• [Tâche demandée A]
Selon l'article sur le livre « Marketing 2.0 », chez quel éditeur cet ouvrage est-il paru ?
• [Tâche demandée B]
Reproduisez à l'identique le passage de l'article qui débute par les mots contenant « Marketing 2.0, l’intelligence » et s'achève sur « pour n’importe quoi. ».

• [Article]
17/06/2008

Marketing 2.0, l’intelligence collective, par François Laurent. Editions M21.

«Marketing 2.0» est un livre militant. Militant car écrit par un homme de convictions, qui les défend. On peut ne pas les partager toutes, ce qui est mon cas. Mais le livre de François a un énorme avantage, celui de la nouveauté ou plus précisément de présenter de nombreuses idées nouvelles qui nous incitent à une véritable réflexion. De ce point de vue, le titre est en décalage avec le contenu: «marketing 2.0» peut laisser penser à un nouveau «machin 2.0», la tendance actuelle étant d’utiliser cette numérotation, issue des pratiques de l’industrie logicielle, pour n’importe quoi.

Bien au contraire, le livre est ambitieux et n’est pas l’annonce de la sempiternelle « révolution numérique » version 2.0. François, en homme de marketing averti, replace l’essentiel au centre de sa démarche, à savoir le client, tantôt consommateur tantôt citoyen. Et il constate que le développement des technologies et des usages dits de « web 2.0 » (oh que les informaticiens sont poétiques) a induit, accéléré un changement important du comportement de ce client dans son rapport aux marques et finalement aux « gouvernants ». Le terme «Empowered consumer» volontairement conservé dans sa forme anglaise (1) exprime bien cette nouvelle donne, confirmée par de nombreuses études : ce nouveau consommateur déterminera ses choix très souvent par rapport à ce qu’il apprendra de ses pairs. Le discours lénifiant de la marque est de moins en moins admis. Et il est bien évident que dans ce cadre, Internet et surtout les innombrables possibilités d’échanges et de communication de type «many to many» qu’il offre, a considérablement accentué ce phénomène. Posez-vous la question suivante : la dernière fois que vous avez fait un achat, par exemple un appareil électronique, qu’avez vous fait ? Et en réfléchissant à la réponse, vous verrez que François Laurent n’a pas tort quant il parle de changement profond!

Entrées d'identification de lieux:
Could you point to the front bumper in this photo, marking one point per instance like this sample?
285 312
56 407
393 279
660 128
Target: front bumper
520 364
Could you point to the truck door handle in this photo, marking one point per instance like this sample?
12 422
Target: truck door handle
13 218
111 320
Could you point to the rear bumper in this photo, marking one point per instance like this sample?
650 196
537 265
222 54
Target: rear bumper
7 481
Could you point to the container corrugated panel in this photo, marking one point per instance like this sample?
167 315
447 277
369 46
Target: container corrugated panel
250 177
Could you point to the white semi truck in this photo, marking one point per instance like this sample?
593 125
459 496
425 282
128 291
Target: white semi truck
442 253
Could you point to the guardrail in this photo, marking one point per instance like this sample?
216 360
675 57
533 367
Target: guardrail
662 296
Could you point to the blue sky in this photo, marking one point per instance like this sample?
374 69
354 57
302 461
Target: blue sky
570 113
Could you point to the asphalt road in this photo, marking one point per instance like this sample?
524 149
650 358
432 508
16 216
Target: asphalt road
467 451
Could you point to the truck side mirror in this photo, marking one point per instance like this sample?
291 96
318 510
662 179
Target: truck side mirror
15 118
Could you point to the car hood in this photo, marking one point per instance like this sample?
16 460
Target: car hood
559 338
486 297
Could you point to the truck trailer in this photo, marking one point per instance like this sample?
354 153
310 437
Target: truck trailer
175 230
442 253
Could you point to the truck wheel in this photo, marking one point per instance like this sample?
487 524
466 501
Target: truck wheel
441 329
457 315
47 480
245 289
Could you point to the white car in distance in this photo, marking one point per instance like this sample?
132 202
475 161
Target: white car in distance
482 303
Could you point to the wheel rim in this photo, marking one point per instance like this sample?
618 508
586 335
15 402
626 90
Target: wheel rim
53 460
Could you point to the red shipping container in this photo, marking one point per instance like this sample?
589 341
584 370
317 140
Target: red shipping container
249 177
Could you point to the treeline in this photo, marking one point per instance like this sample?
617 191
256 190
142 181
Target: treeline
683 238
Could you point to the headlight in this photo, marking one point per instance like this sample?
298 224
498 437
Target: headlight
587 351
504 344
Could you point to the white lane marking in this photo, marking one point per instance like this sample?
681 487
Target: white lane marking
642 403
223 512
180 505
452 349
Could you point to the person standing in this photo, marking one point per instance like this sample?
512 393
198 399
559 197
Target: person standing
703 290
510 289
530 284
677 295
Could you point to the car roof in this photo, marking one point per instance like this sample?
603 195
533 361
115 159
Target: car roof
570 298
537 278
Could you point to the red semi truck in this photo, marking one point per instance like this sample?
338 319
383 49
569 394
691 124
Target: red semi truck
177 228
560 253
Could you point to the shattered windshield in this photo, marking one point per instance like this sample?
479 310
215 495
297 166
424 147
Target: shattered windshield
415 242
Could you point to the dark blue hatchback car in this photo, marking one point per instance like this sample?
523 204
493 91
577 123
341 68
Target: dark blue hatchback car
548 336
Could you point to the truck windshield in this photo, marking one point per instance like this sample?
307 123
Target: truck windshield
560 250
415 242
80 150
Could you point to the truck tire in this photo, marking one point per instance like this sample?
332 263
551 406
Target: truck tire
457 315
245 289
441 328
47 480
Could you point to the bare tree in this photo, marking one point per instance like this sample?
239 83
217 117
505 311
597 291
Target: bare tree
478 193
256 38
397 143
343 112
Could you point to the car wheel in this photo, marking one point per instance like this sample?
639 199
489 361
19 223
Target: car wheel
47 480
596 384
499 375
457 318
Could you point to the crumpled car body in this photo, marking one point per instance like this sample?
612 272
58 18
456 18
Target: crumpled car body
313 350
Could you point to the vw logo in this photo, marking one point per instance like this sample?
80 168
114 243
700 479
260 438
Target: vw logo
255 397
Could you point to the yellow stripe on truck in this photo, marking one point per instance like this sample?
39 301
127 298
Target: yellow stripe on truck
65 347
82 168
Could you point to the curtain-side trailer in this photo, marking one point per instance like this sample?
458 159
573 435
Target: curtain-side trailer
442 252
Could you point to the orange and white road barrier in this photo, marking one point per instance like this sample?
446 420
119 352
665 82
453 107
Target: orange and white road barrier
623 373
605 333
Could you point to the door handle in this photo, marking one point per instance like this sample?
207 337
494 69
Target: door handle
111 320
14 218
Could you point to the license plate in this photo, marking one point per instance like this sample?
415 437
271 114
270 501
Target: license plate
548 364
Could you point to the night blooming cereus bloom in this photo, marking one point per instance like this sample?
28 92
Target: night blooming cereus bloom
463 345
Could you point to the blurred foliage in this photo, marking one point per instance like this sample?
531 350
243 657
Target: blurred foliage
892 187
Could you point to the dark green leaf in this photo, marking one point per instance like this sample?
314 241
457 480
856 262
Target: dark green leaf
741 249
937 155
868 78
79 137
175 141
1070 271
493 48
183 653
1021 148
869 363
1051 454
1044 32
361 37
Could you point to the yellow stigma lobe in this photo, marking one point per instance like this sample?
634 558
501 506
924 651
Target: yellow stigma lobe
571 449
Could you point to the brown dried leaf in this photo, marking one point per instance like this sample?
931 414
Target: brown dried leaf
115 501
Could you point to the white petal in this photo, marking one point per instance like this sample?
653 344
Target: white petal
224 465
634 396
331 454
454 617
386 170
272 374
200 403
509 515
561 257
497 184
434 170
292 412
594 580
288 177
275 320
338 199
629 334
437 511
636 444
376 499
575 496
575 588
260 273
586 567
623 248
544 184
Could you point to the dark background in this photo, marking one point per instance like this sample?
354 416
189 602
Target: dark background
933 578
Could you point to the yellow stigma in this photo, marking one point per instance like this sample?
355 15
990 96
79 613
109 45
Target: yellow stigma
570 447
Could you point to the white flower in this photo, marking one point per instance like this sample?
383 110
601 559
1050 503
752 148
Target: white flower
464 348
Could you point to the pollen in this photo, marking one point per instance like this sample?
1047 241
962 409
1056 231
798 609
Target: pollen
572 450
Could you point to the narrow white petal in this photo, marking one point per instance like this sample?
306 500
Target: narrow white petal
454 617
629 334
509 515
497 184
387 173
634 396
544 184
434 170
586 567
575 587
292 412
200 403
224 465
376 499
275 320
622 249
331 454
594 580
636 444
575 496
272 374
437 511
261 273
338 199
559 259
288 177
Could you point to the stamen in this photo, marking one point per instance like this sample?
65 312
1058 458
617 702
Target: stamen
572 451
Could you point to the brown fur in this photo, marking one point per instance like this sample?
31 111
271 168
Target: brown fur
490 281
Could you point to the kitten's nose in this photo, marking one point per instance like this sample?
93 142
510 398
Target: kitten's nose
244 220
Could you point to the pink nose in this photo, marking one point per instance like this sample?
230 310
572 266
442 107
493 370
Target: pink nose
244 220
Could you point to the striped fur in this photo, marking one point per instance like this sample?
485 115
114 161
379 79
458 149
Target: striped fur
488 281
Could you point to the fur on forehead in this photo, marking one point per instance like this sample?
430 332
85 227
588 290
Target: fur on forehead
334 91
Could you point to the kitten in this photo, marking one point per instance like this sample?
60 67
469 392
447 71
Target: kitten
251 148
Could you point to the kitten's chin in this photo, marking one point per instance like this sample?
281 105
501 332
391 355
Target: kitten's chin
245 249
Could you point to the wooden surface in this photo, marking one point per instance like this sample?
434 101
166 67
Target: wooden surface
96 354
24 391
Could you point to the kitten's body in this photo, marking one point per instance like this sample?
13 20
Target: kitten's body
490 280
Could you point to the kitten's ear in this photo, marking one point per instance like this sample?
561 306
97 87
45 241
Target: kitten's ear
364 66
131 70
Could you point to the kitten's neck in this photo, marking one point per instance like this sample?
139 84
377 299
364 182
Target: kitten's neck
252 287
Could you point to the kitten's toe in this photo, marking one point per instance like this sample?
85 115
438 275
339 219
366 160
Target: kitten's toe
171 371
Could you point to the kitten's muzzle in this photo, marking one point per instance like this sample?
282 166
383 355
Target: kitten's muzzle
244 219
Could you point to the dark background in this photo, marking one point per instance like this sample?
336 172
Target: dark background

• [Réponse A]
Aux Éditions M21.

• [Réponse B]
Marketing 2.0, l’intelligence collective, par François Laurent. Editions M21.

«Marketing 2.0» est un livre militant. Militant car écrit par un homme de convictions, qui les défend. On peut ne pas les partager toutes, ce qui est mon cas. Mais le livre de François a un énorme avantage, celui de la nouveauté ou plus précisément de présenter de nombreuses idées nouvelles qui nous incitent à une véritable réflexion. De ce point de vue, le titre est en décalage avec le contenu: «marketing 2.0» peut laisser penser à un nouveau «machin 2.0», la tendance actuelle étant d’utiliser cette numérotation, issue des pratiques de l’industrie logicielle, pour n’importe quoi.